▶ [Exercise aim]
The whole listing is to be written out again exactly; the pictures are not.

▶ [Input data]
- Opening Delimiter -

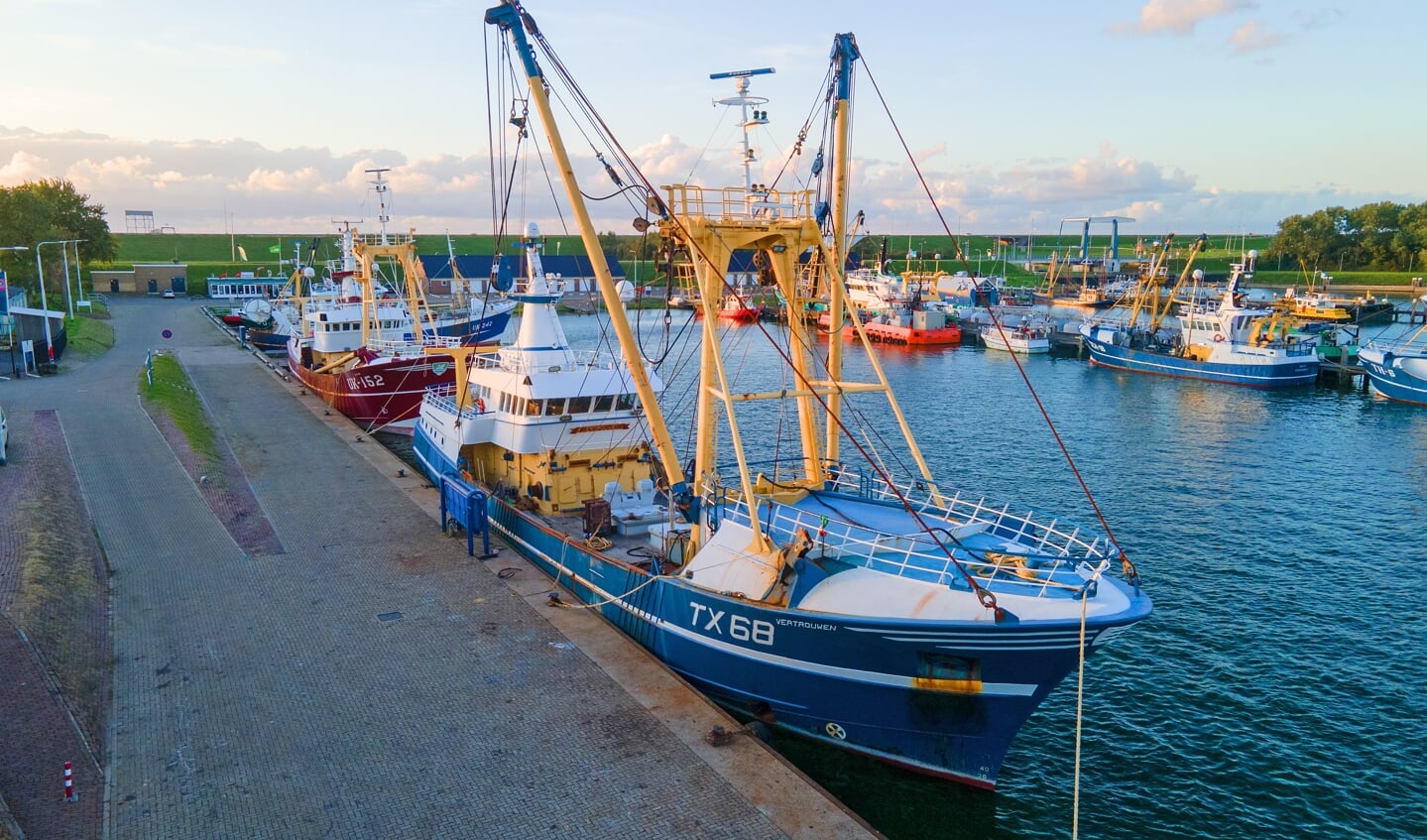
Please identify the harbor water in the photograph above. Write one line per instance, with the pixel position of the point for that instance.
(1276, 690)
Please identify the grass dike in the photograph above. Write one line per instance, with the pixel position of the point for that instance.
(61, 593)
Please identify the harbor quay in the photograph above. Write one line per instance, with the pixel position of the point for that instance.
(354, 672)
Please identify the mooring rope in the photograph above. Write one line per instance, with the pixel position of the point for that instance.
(1079, 718)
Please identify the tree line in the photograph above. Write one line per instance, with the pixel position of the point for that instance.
(1375, 237)
(48, 211)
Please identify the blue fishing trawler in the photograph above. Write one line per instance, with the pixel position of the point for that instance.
(1397, 367)
(1218, 341)
(896, 618)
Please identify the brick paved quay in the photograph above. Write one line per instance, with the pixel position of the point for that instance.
(263, 696)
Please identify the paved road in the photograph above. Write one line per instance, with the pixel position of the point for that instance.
(266, 696)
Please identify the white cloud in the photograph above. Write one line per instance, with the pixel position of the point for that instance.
(192, 184)
(1177, 16)
(23, 167)
(1251, 38)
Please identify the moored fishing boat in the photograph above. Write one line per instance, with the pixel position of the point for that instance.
(1397, 367)
(899, 619)
(1215, 341)
(367, 355)
(1058, 290)
(740, 308)
(1026, 338)
(896, 309)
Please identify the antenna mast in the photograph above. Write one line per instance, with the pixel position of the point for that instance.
(744, 101)
(381, 200)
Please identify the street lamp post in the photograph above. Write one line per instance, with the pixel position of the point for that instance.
(78, 277)
(45, 301)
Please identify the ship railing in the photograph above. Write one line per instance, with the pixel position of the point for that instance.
(920, 556)
(738, 204)
(384, 238)
(514, 362)
(1046, 535)
(1413, 344)
(442, 397)
(404, 347)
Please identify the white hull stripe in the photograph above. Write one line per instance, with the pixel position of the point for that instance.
(847, 673)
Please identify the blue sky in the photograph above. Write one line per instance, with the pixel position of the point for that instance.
(1186, 114)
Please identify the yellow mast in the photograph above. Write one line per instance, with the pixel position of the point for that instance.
(511, 19)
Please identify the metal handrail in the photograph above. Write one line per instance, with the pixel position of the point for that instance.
(919, 556)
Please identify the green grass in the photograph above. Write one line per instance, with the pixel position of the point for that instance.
(88, 337)
(213, 254)
(175, 396)
(60, 596)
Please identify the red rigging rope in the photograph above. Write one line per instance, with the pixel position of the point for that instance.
(1125, 560)
(985, 596)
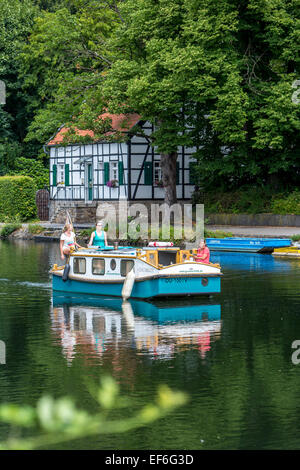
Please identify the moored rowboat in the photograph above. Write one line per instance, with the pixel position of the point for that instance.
(251, 245)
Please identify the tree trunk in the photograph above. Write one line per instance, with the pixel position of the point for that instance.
(168, 168)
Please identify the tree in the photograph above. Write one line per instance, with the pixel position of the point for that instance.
(16, 18)
(171, 61)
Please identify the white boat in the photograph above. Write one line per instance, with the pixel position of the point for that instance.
(137, 272)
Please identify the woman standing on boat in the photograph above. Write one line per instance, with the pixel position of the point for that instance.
(67, 241)
(98, 237)
(202, 253)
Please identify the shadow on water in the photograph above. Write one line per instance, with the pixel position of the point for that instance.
(156, 329)
(231, 354)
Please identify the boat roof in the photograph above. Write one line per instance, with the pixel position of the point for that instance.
(121, 250)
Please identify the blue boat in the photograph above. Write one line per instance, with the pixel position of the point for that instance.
(251, 245)
(138, 273)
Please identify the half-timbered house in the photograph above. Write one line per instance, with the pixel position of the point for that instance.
(84, 175)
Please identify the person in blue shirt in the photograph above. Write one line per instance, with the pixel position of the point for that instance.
(98, 237)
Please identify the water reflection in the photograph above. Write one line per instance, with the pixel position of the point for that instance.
(251, 262)
(156, 330)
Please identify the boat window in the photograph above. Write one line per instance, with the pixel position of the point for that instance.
(166, 257)
(126, 266)
(79, 265)
(98, 266)
(113, 264)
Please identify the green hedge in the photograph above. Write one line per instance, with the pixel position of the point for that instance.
(17, 198)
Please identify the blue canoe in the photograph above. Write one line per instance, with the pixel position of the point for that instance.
(252, 245)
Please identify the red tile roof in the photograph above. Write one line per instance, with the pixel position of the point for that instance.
(120, 123)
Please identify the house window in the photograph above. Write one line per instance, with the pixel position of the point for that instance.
(126, 266)
(157, 173)
(98, 266)
(79, 266)
(60, 173)
(114, 174)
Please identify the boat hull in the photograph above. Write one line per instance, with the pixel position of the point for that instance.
(250, 245)
(144, 289)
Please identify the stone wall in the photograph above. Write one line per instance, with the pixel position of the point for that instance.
(81, 212)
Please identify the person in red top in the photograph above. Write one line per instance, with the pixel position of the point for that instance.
(202, 253)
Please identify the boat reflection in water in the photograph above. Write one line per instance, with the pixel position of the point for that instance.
(94, 326)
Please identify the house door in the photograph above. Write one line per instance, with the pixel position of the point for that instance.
(89, 174)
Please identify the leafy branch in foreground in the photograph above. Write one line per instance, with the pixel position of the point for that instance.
(59, 421)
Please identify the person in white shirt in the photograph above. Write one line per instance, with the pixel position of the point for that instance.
(67, 241)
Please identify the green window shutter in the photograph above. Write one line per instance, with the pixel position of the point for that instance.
(192, 167)
(106, 172)
(67, 175)
(148, 173)
(177, 172)
(121, 173)
(54, 176)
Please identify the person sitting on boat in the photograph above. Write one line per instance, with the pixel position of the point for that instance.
(202, 253)
(67, 241)
(98, 237)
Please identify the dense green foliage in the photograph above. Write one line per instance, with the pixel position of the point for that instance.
(17, 198)
(216, 76)
(60, 421)
(8, 229)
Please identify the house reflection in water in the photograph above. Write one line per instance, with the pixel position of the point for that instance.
(95, 327)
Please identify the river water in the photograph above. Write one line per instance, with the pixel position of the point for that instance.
(232, 354)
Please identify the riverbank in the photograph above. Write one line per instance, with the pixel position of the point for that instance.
(45, 231)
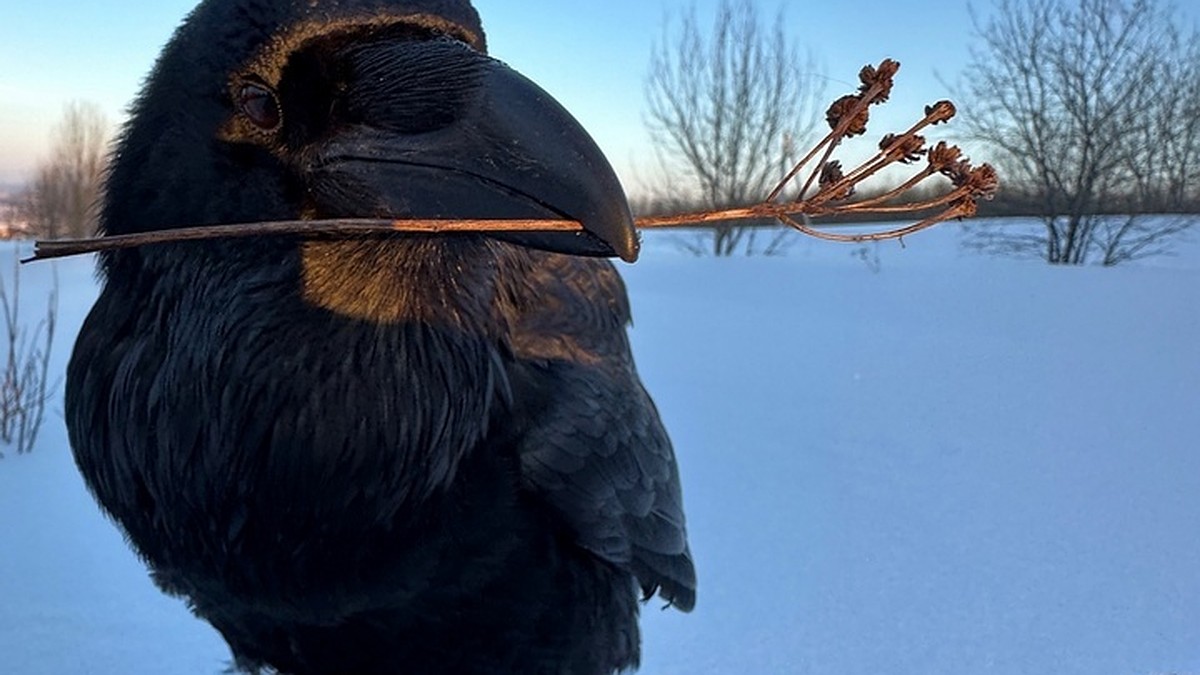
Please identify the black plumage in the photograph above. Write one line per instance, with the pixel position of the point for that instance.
(399, 454)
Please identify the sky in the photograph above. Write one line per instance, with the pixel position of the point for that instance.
(591, 54)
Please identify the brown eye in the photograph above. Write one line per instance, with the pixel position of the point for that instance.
(259, 106)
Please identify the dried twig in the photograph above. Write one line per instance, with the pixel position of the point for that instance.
(847, 117)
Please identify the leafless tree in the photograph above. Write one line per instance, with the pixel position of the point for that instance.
(63, 198)
(727, 112)
(25, 384)
(1092, 109)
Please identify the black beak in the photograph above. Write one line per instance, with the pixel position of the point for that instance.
(467, 137)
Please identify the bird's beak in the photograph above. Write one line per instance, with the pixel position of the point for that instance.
(510, 153)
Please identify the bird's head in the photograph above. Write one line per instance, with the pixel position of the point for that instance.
(283, 109)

- Closing Delimiter -

▶ [Answer to this task]
Please identify the harbor water in the photograph above. Write one line per instance, with the pixel position of the point for that instance.
(1276, 690)
Please identify the grass dike in the photograph above. Write one line per instance, with the pixel position of the point for that instance.
(61, 593)
Please identify the harbor quay in the photograph above. Write one line per instance, with the pixel position of the point for that instance.
(354, 672)
Please identify the mooring rope in the photograph above. Write one line per instance, with the pixel position of the point for that instance.
(1079, 718)
Please identify the tree line in the photograph above. Write one line per instance, with the pixel position of the point for that instance.
(1375, 237)
(48, 211)
Please identify the blue fishing trawler in the photograph above. Write one line per instance, with the pixel position of the point for that instance.
(1397, 367)
(1218, 341)
(896, 618)
Please identify the brick paved quay in the photograph above. Write one line per instance, with the pixel position of the point for that instance.
(263, 696)
Please identify the paved road in the photograph above. Write one line per instance, with the pixel position of the point for that instance.
(266, 696)
Please identify the white cloud in the photograph above. Write one line per instance, with the pixel position of the point for that instance.
(192, 184)
(1177, 16)
(23, 167)
(1251, 38)
Please identify the moored fishing boat in the photograph above. Write one line per instance, with the pixel position of the point for that instance.
(1397, 367)
(899, 619)
(1215, 341)
(367, 355)
(1058, 290)
(740, 308)
(1026, 338)
(896, 309)
Please identify the antenna mast in the photograph above. Write one line per instance, with the pixel position of the point for that instance.
(744, 101)
(381, 200)
Please identify the street lamp post in the photograph above. Write one line per instance, with the pixel position of the point for that instance.
(78, 277)
(45, 301)
Please identify the ship railing in the photograph above. Write one line per instance, with the pixel position of the point for that instance.
(920, 556)
(738, 204)
(384, 238)
(514, 362)
(1046, 535)
(1413, 344)
(442, 397)
(404, 347)
Please identify the white hull stripe in the photograph above. Write one line per instance, with the pixel position of the point for that instance.
(847, 673)
Please identify the blue sky in the photograph above. Write one line per instance, with the pixel position of the point for that instance.
(1186, 114)
Please identify the yellow mast in the photograph above. Write one line per instance, with the pixel position of the point for that instance.
(511, 19)
Please identify the metal handrail in the photograph above. Write one line per instance, with the pixel position of the point for that instance.
(919, 556)
Please identify the green grass in the photograph above. Write one line per instance, with the pixel position of the point for that instance.
(88, 337)
(213, 254)
(175, 396)
(60, 596)
Please identify the red rigging rope in the photograph above. Write one line per instance, with the pixel position of the point for that instance.
(1125, 560)
(985, 596)
Please identify the moored rowboat in the photograph above. Write one line per instance, with the pixel position of the point for that instance.
(251, 245)
Please identify the tree trunk in the photograph above. Write one line per instance, with the pixel position of the point for that instance.
(168, 168)
Please identify the tree in the photograph above. Write one line per instance, with the pixel position of the point for that instance.
(16, 18)
(171, 61)
Please identify the white boat in the photograph above. Write one line per instance, with the pixel position of the point for that instance.
(137, 272)
Please identify the woman standing on boat in the photograph above. Write one line per instance, with the pixel position of the point for that instance.
(67, 241)
(98, 237)
(202, 253)
Please identify the shadow on water in the photograph above. Write one line per instance, with the pixel position of the point for that instance.
(156, 329)
(231, 354)
Please identify the boat roof in the photograph above. Write one line per instance, with the pixel position of the point for that instance.
(121, 250)
Please identify the blue boat in the photograph above. Write one line per instance, with the pixel position of the point for that instance.
(251, 245)
(138, 273)
Please identify the half-timbered house in the photograph above. Write one line per instance, with the pixel position of the point for that instance.
(84, 175)
Please identify the person in blue shirt in the photograph above. Write one line per instance, with the pixel position of the point for that instance.
(98, 237)
Please identify the water reflection in the photograph above. Write one line per instance, with the pixel position of the point for that instance.
(251, 262)
(156, 330)
Please identify the boat window in the photograph above. Write one line per instance, with the pixel position of the point for that instance.
(166, 257)
(126, 266)
(79, 265)
(98, 266)
(113, 264)
Please identify the green hedge in the photograph above. Write one line per instance, with the pixel position of the point for that instance.
(17, 198)
Please identify the blue canoe in the photograph above. Write one line per instance, with the pixel position of the point for that instance.
(252, 245)
Please identify the red tile roof in the photograph above. Write one line per instance, with the pixel position of the point for that instance.
(120, 123)
Please identify the house window in the photograph above. Write one line per instance, with the pixel position of the point for that instance.
(126, 266)
(157, 173)
(98, 266)
(79, 266)
(60, 173)
(114, 174)
Please identify the boat hull in the photograph above. Write one line per instance, with the pixel position of the point for that instance.
(250, 245)
(144, 289)
Please identify the stone wall in the photograph above. Write one line per instance, with the pixel position of the point for that instance.
(81, 212)
Please identify the person in red top in the photograph above. Write one line per instance, with the pixel position of the point for that instance.
(202, 253)
Please identify the boat reflection in water in the photograph above. Write one line per instance, with the pixel position of the point for that instance.
(94, 326)
Please identify the house door in the photograph above. Write one line per instance, with the pixel position of the point for that instance.
(89, 174)
Please identify the leafy branch in foreground in the photograph above. Write one line per instance, with the pixel position of the point for that instance.
(59, 421)
Please identify the person in white shirt in the photograph above. Write one line per instance, with the pixel position of the point for that instance.
(67, 241)
Please identify the green window shutter in the photograph above. Write one line per instance, with the pixel position of the point for that instance.
(192, 167)
(106, 172)
(67, 175)
(148, 173)
(177, 172)
(121, 173)
(54, 176)
Please identify the person sitting on boat in the photograph above. Write one line per instance, with the pixel position of the point for that instance.
(202, 253)
(67, 241)
(98, 237)
Please identify the dense green foliage in the photograph above. Write one line per instance, with the pixel position of the point for that instance.
(17, 198)
(216, 76)
(60, 421)
(8, 229)
Please identify the house reflection in water in the photograph above. Write one line per instance, with the pixel position of the point for that instance.
(95, 327)
Please identify the river water in the photograph above. Write one line per instance, with the pixel position of the point for that instance.
(232, 354)
Please identify the riverbank in the photograph above. Write one line per instance, with the pixel position of the point for that instance.
(45, 231)
Please identify the black plumage in the photograph above. Write one line per instance, with the pixel position of the point for that instance.
(399, 454)
Please identify the sky in the photograph above. Write one line per instance, with the pixel position of the point for that instance.
(591, 54)
Please identify the brown eye in the photograph above. Write one line per instance, with the pixel position of the point for that instance.
(259, 106)
Please identify the dried twig in the photograph above. Write one line per instance, with the pixel position of the point for that instance.
(847, 117)
Please identify the leafless tree in the photograph above. Write one line per instance, with the pixel position of the point for that instance.
(63, 198)
(727, 112)
(25, 384)
(1092, 109)
Please identify the black beak in the photograph above. Write one line per instance, with the pixel position of the point for that instance.
(467, 137)
Please identify the bird's beak in the photograph above. Write one line per instance, with the pixel position of the point for that instance.
(510, 153)
Please identify the bird's head in the photograph above. Write one line per instance, with the pixel position of the point for that instance.
(283, 109)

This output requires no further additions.